• Stated exercise:
Make an exact copy of the records, with the pictures left out.

• Entries provided:
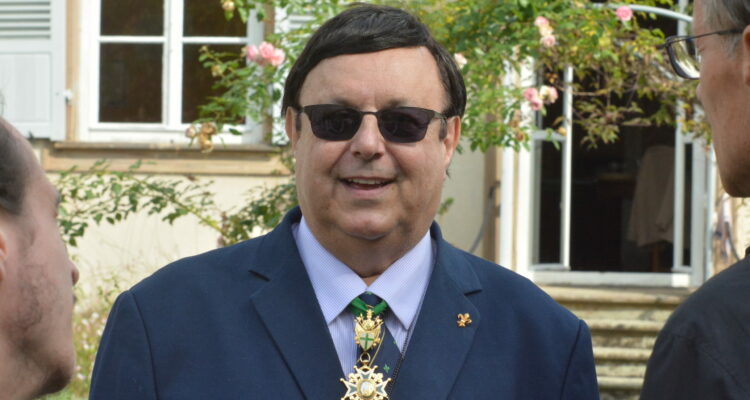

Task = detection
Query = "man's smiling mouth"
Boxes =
[341,178,393,189]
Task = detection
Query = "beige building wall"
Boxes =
[436,141,496,257]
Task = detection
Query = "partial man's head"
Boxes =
[693,0,750,196]
[0,118,78,399]
[282,5,466,256]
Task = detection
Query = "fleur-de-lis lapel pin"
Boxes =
[456,313,471,328]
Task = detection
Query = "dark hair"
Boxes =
[281,4,466,117]
[0,118,29,216]
[702,0,750,54]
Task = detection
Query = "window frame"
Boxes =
[78,0,264,144]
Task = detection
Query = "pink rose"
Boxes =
[539,85,557,103]
[539,35,557,47]
[453,53,469,68]
[530,97,544,111]
[534,15,549,28]
[268,49,286,67]
[245,44,258,62]
[615,6,633,22]
[258,42,276,60]
[523,88,539,101]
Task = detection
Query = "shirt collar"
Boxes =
[292,216,435,329]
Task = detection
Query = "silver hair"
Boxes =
[701,0,750,54]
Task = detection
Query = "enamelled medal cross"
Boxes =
[341,310,391,400]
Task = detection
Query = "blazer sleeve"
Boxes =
[89,291,157,400]
[641,333,750,400]
[560,320,599,400]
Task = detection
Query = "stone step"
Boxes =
[599,376,643,400]
[594,347,651,362]
[594,347,651,379]
[586,319,664,349]
[599,376,643,393]
[542,286,690,322]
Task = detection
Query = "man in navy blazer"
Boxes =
[91,5,598,400]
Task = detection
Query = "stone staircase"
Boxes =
[542,286,690,400]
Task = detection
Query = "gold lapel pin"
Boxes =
[457,313,471,328]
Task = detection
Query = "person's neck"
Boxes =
[0,340,41,400]
[310,227,423,286]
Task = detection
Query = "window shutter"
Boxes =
[0,0,66,140]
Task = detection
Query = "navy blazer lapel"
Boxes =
[251,208,344,399]
[391,224,481,400]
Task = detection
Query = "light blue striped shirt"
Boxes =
[292,216,435,376]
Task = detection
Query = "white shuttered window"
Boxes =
[82,0,262,143]
[0,0,65,140]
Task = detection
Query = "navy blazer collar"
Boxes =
[250,207,482,399]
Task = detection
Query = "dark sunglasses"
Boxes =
[300,104,446,143]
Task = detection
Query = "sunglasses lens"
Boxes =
[305,104,362,140]
[303,104,436,143]
[378,107,433,143]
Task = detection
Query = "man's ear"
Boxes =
[284,107,299,152]
[443,116,461,171]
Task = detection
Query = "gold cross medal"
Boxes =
[341,310,391,400]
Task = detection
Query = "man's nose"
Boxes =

• Task output:
Task = detection
Query = "man's smiling mouth"
Boxes =
[341,178,393,189]
Task = detection
Query = "beige building wall"
Boxes =
[436,141,496,257]
Task = detection
Query = "partial man's head"
Boxes =
[693,0,750,196]
[0,118,78,399]
[282,5,466,256]
Task = detection
Query = "fleur-de-lis lapel pin"
Boxes =
[456,313,471,328]
Task = detection
Query = "dark hair"
Boxes =
[281,4,466,117]
[0,118,29,216]
[702,0,750,54]
Task = detection
Query = "window frame"
Boxes =
[78,0,264,144]
Task = detection
Query = "pink rose"
Boxes =
[539,85,557,103]
[539,35,557,47]
[453,53,469,68]
[530,97,544,111]
[534,15,549,28]
[268,49,286,67]
[245,44,258,62]
[615,6,633,22]
[258,42,276,60]
[523,88,539,101]
Task = detection
Query = "shirt collar"
Boxes =
[292,216,435,329]
Task = detection
Query = "silver hair"
Boxes =
[701,0,750,54]
Task = detection
Query = "enamelled medal cross"
Boxes =
[341,310,391,400]
Task = detection
Query = "blazer sleeve"
Boxes =
[89,291,157,400]
[641,333,750,400]
[560,320,599,400]
Task = detection
Query = "stone step"
Boxes =
[599,376,643,400]
[594,347,651,362]
[594,347,651,379]
[586,319,664,349]
[599,376,643,393]
[542,286,690,322]
Task = detection
Query = "man in navy blazer"
Boxes =
[91,5,598,400]
Task = detection
Query = "stone staircase"
Boxes =
[542,286,690,400]
Task = detection
Query = "gold lapel pin"
Boxes =
[457,313,471,328]
Task = detection
Query = "person's neck"
Boxes =
[0,340,41,400]
[310,227,423,286]
Task = detection
Query = "window shutter"
Boxes =
[0,0,66,140]
Task = detection
Query = "navy blazer lapel"
Boxes =
[251,208,344,399]
[391,224,481,400]
Task = detection
Query = "light blue striped shirt"
Boxes =
[292,216,435,376]
Task = detection
Query = "white shuttered window"
Boxes =
[82,0,262,143]
[0,0,65,140]
Task = detection
Query = "navy blazer collar"
Boxes =
[250,207,482,399]
Task = detection
Query = "dark sunglasses"
Boxes =
[300,104,446,143]
Task = detection
Query = "sunglasses lens"
Boxes =
[305,104,362,140]
[303,104,436,143]
[378,107,433,143]
Task = detection
Query = "man's ear"
Boxes =
[284,107,299,152]
[443,116,461,171]
Task = detection
Query = "gold cross medal"
Boxes =
[341,310,391,400]
Task = detection
Query = "man's nose"
Boxes =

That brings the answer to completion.